What the exercise asks:
Exactly as written, quote every line that follows, skipping the images.

Dataset records:
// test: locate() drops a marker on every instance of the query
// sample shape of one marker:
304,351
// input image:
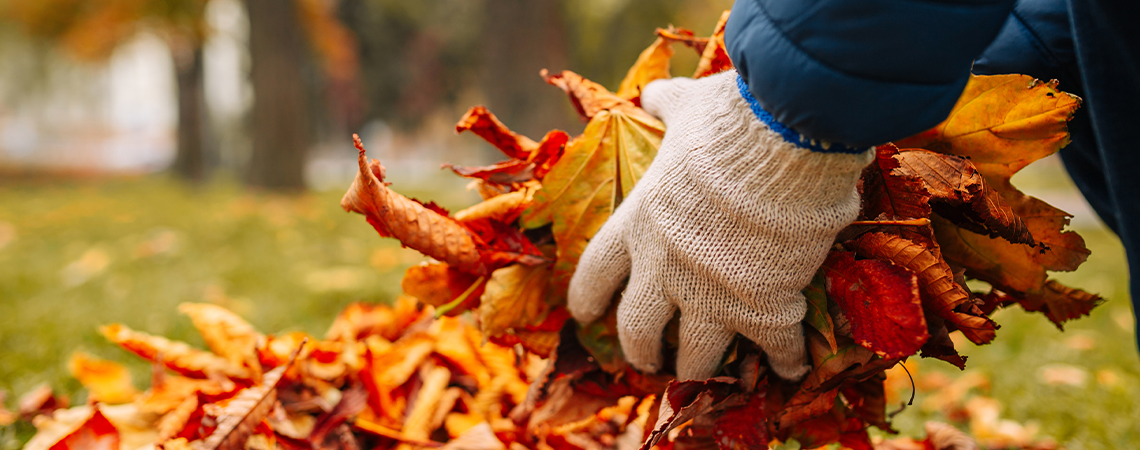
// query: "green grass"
129,251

Response:
// test: locate() drops a marker on every instance of the query
// sample shape of one marker:
304,351
// input image:
// query: "green grass"
129,251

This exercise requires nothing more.